Direction → Please count the lines of the items below that contain the word "sleeve", treating uppercase and lowercase as different. Reply with the number alone.

--- --- ---

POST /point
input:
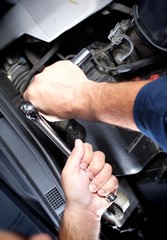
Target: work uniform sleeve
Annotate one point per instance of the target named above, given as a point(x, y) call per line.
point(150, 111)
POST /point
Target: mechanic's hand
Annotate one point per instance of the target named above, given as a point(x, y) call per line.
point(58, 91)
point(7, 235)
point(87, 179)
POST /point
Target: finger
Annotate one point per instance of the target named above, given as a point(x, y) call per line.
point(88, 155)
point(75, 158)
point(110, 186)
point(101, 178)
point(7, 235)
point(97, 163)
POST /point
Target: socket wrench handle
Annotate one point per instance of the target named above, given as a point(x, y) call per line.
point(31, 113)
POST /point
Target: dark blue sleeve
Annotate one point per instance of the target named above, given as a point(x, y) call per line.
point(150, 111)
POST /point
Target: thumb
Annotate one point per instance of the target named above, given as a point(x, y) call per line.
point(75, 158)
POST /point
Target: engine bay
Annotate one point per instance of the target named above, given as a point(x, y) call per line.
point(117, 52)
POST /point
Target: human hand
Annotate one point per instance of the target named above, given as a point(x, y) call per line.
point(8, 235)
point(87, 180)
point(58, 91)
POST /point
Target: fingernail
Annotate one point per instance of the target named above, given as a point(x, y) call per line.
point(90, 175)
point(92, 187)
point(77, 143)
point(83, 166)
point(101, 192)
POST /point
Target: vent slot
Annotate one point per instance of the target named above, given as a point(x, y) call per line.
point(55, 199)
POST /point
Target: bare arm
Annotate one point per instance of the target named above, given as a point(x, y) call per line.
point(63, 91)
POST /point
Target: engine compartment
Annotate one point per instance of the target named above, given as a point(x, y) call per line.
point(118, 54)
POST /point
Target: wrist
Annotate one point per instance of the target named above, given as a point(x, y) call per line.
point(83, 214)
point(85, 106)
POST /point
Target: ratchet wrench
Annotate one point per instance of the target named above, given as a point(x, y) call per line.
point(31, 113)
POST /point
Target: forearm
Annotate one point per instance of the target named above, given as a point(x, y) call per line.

--- --- ---

The response → 2